* START *

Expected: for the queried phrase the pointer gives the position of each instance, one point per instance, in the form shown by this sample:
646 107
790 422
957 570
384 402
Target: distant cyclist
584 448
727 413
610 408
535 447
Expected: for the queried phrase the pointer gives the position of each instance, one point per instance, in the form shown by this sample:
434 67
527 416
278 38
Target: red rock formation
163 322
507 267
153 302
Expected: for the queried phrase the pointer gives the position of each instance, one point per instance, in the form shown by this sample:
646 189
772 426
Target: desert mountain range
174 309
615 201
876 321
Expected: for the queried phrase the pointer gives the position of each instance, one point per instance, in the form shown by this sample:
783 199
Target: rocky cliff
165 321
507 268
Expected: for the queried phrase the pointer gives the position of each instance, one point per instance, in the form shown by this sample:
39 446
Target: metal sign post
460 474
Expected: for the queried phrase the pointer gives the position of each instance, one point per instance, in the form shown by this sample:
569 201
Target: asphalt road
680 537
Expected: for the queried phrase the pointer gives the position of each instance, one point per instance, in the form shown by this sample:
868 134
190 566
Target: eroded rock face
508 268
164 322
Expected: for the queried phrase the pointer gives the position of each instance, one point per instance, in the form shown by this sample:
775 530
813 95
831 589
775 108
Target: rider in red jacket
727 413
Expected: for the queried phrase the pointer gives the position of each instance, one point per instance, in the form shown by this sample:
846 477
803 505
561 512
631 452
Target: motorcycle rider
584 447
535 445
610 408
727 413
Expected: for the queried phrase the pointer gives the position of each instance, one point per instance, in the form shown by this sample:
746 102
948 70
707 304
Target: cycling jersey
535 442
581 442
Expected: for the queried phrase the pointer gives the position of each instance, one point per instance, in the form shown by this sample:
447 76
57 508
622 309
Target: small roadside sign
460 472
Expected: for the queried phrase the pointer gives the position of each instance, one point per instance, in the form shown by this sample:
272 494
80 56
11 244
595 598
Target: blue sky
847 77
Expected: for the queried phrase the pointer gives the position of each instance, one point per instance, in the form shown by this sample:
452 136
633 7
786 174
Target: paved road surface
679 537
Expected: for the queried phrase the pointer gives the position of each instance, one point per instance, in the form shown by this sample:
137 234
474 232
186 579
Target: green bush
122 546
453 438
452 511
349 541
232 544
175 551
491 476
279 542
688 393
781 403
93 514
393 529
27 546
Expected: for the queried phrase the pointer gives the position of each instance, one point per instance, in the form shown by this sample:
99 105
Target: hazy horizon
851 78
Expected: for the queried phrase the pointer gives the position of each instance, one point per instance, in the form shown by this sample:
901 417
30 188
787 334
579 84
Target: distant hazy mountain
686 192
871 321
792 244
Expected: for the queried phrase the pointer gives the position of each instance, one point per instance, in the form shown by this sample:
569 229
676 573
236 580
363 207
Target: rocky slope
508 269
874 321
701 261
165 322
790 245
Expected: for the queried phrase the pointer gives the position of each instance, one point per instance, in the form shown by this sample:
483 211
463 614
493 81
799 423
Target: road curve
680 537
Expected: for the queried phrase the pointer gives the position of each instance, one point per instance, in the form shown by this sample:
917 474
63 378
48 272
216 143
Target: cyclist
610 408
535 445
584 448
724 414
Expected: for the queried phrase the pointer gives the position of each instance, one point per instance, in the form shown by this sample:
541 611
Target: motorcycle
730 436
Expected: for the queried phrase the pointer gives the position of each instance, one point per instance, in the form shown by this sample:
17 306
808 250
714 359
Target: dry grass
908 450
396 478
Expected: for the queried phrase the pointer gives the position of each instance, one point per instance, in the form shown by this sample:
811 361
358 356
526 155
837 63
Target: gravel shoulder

* END *

* [EXERCISE]
Identify every line in the rows above that contains the word "rocky" and copy each of those lines. Matching is case-sensitive.

* [TASK RESULT]
Target: rocky cliff
Target: rocky slope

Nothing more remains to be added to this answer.